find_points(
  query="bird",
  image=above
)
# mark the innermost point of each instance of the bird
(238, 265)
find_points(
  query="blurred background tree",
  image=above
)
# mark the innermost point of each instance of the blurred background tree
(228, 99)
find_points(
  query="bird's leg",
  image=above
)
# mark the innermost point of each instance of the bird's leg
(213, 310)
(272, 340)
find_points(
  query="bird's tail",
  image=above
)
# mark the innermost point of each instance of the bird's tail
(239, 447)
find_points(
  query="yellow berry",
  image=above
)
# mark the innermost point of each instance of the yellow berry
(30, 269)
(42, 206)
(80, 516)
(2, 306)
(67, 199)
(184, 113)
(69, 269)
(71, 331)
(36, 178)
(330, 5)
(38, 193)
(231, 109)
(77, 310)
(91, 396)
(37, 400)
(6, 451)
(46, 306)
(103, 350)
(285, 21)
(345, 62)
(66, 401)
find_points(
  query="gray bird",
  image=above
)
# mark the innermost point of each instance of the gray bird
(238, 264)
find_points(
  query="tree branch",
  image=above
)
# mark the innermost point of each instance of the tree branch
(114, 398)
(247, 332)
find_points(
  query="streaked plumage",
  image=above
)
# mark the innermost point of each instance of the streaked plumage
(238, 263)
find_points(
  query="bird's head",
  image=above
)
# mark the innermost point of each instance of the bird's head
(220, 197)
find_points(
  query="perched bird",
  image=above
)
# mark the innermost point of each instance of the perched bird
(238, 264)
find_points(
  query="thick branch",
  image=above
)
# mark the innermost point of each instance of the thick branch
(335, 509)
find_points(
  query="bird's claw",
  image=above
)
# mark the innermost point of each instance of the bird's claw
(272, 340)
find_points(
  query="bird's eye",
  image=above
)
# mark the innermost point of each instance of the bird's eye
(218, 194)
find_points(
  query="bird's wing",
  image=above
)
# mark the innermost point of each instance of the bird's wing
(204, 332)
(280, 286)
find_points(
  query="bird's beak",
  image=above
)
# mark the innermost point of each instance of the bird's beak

▶ **Set exercise**:
Quote each line of the listing above exactly.

▶ **Solution for this exercise**:
find_points(
  query="bird",
  image=above
)
# mark the innermost point of each instance of the bird
(238, 265)
find_points(
  query="blurred background tree",
  image=above
)
# mark the innermost point of each instance of the blurred background tree
(228, 99)
find_points(
  query="bird's leg",
  image=above
)
# mark the innermost point of each instance of the bird's leg
(213, 310)
(272, 340)
find_points(
  query="bird's tail",
  image=above
)
# mark the innermost point of each instance of the bird's tail
(239, 447)
find_points(
  query="yellow berry",
  image=above
)
# mark the innermost point of each instance of the yellow berry
(30, 269)
(42, 206)
(80, 516)
(2, 306)
(67, 199)
(184, 113)
(69, 269)
(71, 331)
(36, 178)
(330, 5)
(38, 193)
(231, 109)
(77, 310)
(91, 396)
(37, 400)
(6, 451)
(46, 306)
(103, 350)
(285, 21)
(345, 62)
(66, 401)
find_points(
  query="gray bird",
  image=above
)
# mark the innermost point of each instance of the gray bird
(238, 264)
find_points(
  query="tree branch",
  image=above
)
# mark the innermost point of each instance of the tree branch
(114, 398)
(247, 332)
find_points(
  query="streaked plumage",
  image=above
)
# mark the innermost point of each instance of the streaked plumage
(238, 263)
find_points(
  query="bird's head",
  image=above
)
# mark the innermost point of each instance of the bird's head
(220, 197)
find_points(
  query="perched bird",
  image=above
)
# mark the innermost point of each instance of the perched bird
(238, 264)
find_points(
  query="thick branch",
  image=above
)
# mark the innermost point of each instance of the thick branch
(335, 509)
find_points(
  query="bird's claw",
  image=above
)
# mark the innermost point of each instance of the bird's claw
(272, 340)
find_points(
  query="bird's eye",
  image=above
)
# mark the innermost point of each instance of the bird's eye
(218, 194)
find_points(
  query="bird's wing",
  image=above
)
# mark the innermost point of each instance of the bird's wing
(204, 332)
(280, 286)
find_points(
  query="bird's beak",
  image=above
)
# mark the innermost point of each instance of the bird's beak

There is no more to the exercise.